### Your task:
Please find all lines in the data that hold the string "photo" and copy them.

### Given records:
* * *

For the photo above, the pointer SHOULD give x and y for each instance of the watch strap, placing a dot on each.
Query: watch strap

* * *

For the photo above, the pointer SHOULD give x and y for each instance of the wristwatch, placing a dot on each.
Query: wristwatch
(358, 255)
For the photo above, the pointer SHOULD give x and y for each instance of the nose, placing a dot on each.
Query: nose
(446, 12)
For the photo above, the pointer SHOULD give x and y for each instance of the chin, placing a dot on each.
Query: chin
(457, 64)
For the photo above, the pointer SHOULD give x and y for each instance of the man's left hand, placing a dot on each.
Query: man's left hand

* * *

### Response below:
For the photo above, the pointer SHOULD give x and y for each instance of the watch strap, placing a dot on each.
For the photo above, the pointer SHOULD give x and y for each instance of the wristwatch, placing a dot on each.
For the photo above, the pointer SHOULD give x and y for each instance of the nose, placing a dot on each.
For the photo above, the pointer SHOULD give x and y for each instance of the chin, placing a dot on each.
For the photo above, the pointer SHOULD give x and y for each instance of the man's left hand, placing a dot on each.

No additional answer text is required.